(Information Opens)

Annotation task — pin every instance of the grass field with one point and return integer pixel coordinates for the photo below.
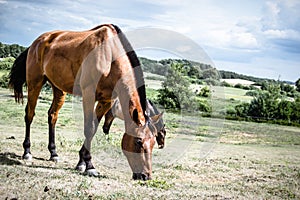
(203, 158)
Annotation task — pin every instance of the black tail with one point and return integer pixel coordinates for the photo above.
(17, 76)
(135, 63)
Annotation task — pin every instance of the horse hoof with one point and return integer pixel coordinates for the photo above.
(81, 167)
(91, 172)
(54, 159)
(27, 157)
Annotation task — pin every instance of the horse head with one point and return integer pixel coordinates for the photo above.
(138, 148)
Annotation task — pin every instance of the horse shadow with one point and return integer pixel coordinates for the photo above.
(11, 159)
(8, 158)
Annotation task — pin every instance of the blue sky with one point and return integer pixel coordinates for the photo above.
(259, 38)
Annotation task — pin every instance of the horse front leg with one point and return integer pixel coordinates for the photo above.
(57, 103)
(33, 94)
(90, 128)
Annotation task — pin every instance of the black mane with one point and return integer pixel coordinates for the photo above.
(135, 63)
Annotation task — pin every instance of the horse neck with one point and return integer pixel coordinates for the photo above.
(128, 95)
(129, 102)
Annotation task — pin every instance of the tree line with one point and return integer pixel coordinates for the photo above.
(275, 102)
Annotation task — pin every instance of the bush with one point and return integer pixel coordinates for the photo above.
(204, 92)
(176, 93)
(204, 106)
(252, 93)
(6, 63)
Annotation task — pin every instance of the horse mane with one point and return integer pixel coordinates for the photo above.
(135, 63)
(97, 27)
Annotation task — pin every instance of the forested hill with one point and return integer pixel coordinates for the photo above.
(194, 70)
(234, 75)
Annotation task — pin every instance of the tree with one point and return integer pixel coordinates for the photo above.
(265, 104)
(176, 93)
(298, 85)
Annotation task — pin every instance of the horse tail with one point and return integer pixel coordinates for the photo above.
(135, 63)
(17, 76)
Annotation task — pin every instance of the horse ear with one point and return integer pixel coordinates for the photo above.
(155, 119)
(135, 116)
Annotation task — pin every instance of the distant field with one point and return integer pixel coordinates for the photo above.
(204, 158)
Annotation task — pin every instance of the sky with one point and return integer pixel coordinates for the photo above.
(258, 38)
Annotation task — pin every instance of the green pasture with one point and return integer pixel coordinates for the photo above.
(204, 158)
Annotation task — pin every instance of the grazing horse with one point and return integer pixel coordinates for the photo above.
(116, 111)
(100, 65)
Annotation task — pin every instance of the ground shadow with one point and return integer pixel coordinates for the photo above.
(8, 158)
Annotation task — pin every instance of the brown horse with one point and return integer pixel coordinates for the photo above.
(100, 65)
(116, 111)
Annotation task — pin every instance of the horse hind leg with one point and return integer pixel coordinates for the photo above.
(33, 94)
(57, 103)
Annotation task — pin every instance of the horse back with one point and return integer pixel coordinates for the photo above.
(58, 55)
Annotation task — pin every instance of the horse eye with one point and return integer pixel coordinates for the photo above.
(139, 142)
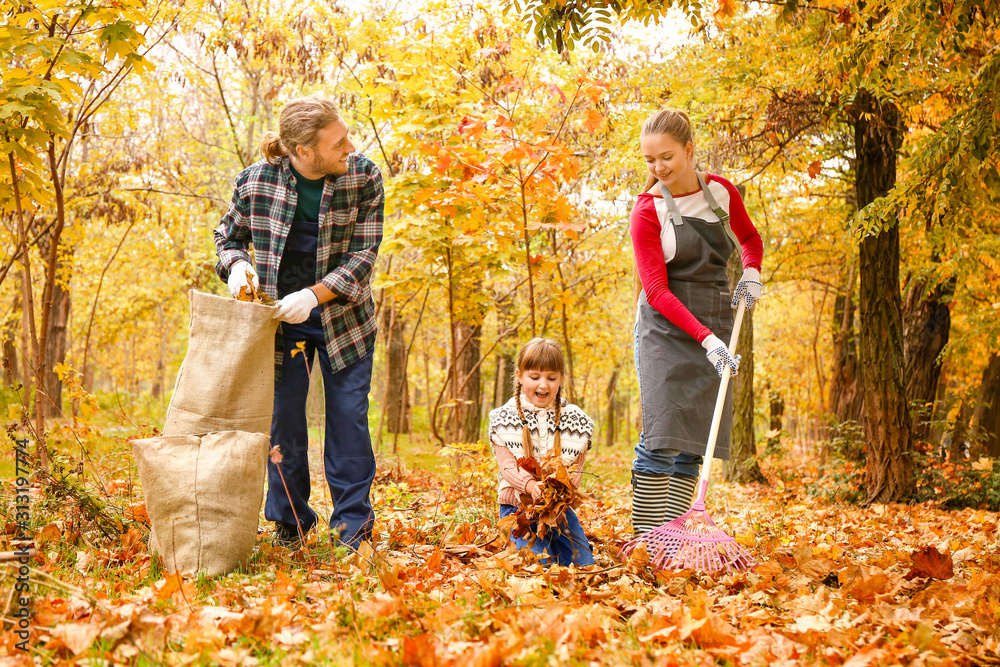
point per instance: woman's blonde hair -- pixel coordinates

(Information Closes)

## What is expected
Reproduce every line above as written, skipping pictures.

## Result for this task
Annotation task — pin every instance of the grass field with one point and return integer pixel coordinates for the photo below.
(203, 158)
Annotation task — pin every instance of the black tail with one point and return integer pixel coordinates for the photo above.
(17, 76)
(135, 63)
Annotation task — pin every instance of the horse hoof with one point and return integer pixel coordinates for the photo above.
(81, 167)
(91, 172)
(54, 159)
(27, 157)
Annotation task — pin every instance of the horse head with one point and return integer pixel coordinates for the photo above.
(138, 148)
Annotation task — pin every instance of the horse shadow with one point and return integer pixel coordinates for the photo above.
(11, 159)
(8, 158)
Annotation task — pin every instance of the blue sky with one point and return integer pixel coordinates for the photo above.
(259, 38)
Annotation task — pin every instance of the horse front leg with one point and return integer pixel coordinates for the photo above.
(57, 103)
(33, 94)
(90, 128)
Annotation task — pin every instance of the black mane with one point and return integer pixel coordinates for the photo above.
(135, 63)
Annotation task — pin every instance of the horse neck with one point and return integer pixel coordinates for the photo above.
(128, 95)
(129, 102)
Annotation task — pin every instance of the tree line with one point and return integer pixel coordinates for the photo above.
(275, 102)
Annotation task — pin every instance of the bush with one point and return integer pixel coordinates for the photo above.
(204, 92)
(176, 93)
(204, 106)
(252, 93)
(6, 63)
Annotation task — pin every instance of the horse mane with one point and return integer pixel coordinates for the photo above.
(135, 63)
(97, 27)
Annotation task — pin every instance of the forested hill with one point and return integer pixel coordinates for the photo above.
(194, 70)
(234, 75)
Annotation task — pin every instance of the tree with one point and return integer pixel coordinates for the photo above.
(265, 104)
(176, 93)
(298, 85)
Annotation task — pin every instance of the horse tail with one point and return integer pixel coordinates for the photo above.
(135, 63)
(17, 76)
Annotation task — pin every instance of the horse ear with one point and return integer pixel coordinates for the photo above.
(155, 119)
(135, 116)
Annotation task — pin every instance of the distant field with one point and return integer pixel coordinates for the photo above.
(204, 158)
Annotation task — pin every instance of the sky with one point and return integer pixel coordinates for the photo above.
(258, 38)
Annotation task — pin every instance of the green pasture with one point and return integer pixel coordinates for the photo above.
(204, 158)
Annotation task — pin every instance of the grazing horse with one point and return integer pixel coordinates for the photo above.
(116, 111)
(100, 65)
Annotation task — pin every instance of the ground shadow with one point and return integer pixel coordinates for the photo above.
(8, 158)
Annotation task — pin every instance of the brown horse with one point and return integer pixel coordinates for the photo above.
(100, 65)
(116, 111)
Annotation task — pin every instance of the horse hind leg with one point and return integer pixel coordinates for the photo above.
(33, 94)
(57, 103)
Annotation task — pin every instance of the horse back with one point and return integer pixel coordinates for the photo above.
(58, 55)
Annotation task — pin every instance of the horse eye with one point and return integer pixel coordinates for the photo above.
(139, 142)
point per instance: woman's blonde hair -- pixel coordinates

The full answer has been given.